Reproduce the listing below word for word, leaving out the pictures.

[begin TASK INPUTS]

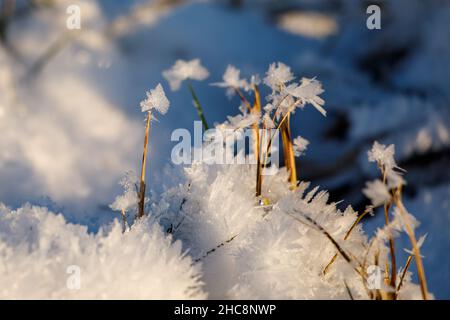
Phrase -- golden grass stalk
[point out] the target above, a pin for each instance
(124, 220)
(360, 217)
(416, 249)
(256, 108)
(143, 168)
(407, 264)
(288, 148)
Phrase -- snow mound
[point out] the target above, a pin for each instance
(43, 257)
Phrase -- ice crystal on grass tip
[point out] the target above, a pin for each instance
(300, 146)
(268, 122)
(382, 155)
(242, 121)
(308, 91)
(231, 80)
(156, 100)
(377, 192)
(183, 70)
(278, 75)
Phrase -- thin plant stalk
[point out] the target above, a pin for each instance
(143, 168)
(407, 264)
(124, 220)
(289, 151)
(257, 142)
(198, 106)
(416, 250)
(360, 217)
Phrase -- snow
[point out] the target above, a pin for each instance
(71, 131)
(183, 70)
(156, 100)
(39, 251)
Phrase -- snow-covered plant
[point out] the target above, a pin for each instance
(188, 70)
(156, 101)
(388, 192)
(184, 70)
(284, 98)
(208, 235)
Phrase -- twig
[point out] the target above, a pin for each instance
(416, 250)
(408, 263)
(143, 167)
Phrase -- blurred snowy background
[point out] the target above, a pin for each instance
(70, 123)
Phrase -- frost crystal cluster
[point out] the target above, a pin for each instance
(207, 234)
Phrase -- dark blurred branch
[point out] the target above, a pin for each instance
(146, 14)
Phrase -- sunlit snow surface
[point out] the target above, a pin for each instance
(69, 133)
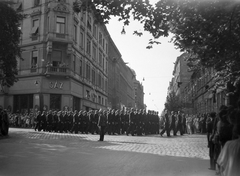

[end TASK INPUTS]

- OUTPUT FOR THIS TASK:
Phrase -- golden grass stalk
[point out] the target above, a pin for each instance
(124, 220)
(360, 217)
(416, 249)
(256, 108)
(143, 168)
(407, 264)
(288, 148)
Phrase -- snow mound
[point out] the target above, a pin for each instance
(43, 257)
Phrase -- ice crystal on grass tip
[point out] the target above, a pin for each instance
(300, 146)
(268, 122)
(382, 155)
(242, 121)
(308, 91)
(231, 80)
(156, 100)
(377, 192)
(183, 70)
(278, 75)
Phrase -- thin plant stalk
[point out] the target above, a pin for each instance
(143, 168)
(407, 264)
(124, 220)
(289, 151)
(257, 142)
(198, 106)
(416, 250)
(360, 217)
Phrase -- snow
[point out] the target above, a pin for each instance
(71, 131)
(183, 70)
(156, 100)
(39, 251)
Phrase -- snow-covered plant
[point out] the target above, a pin for each instance
(188, 70)
(156, 101)
(388, 192)
(184, 70)
(284, 98)
(208, 235)
Phrase -- twig
[point out] the target above, a pin for each instance
(416, 250)
(408, 263)
(143, 167)
Phrase -- blurred snowy background
[point out] the target above, a pin for each instance
(70, 123)
Phrase -- frost crystal cluster
[point out] the target above, a pin for each instance
(207, 234)
Phrase -- dark blurred branch
[point out] the target above, a pin for each instance
(146, 14)
Phrase -- sunlit snow surface
[point out] the target above, a pin for each instance
(69, 133)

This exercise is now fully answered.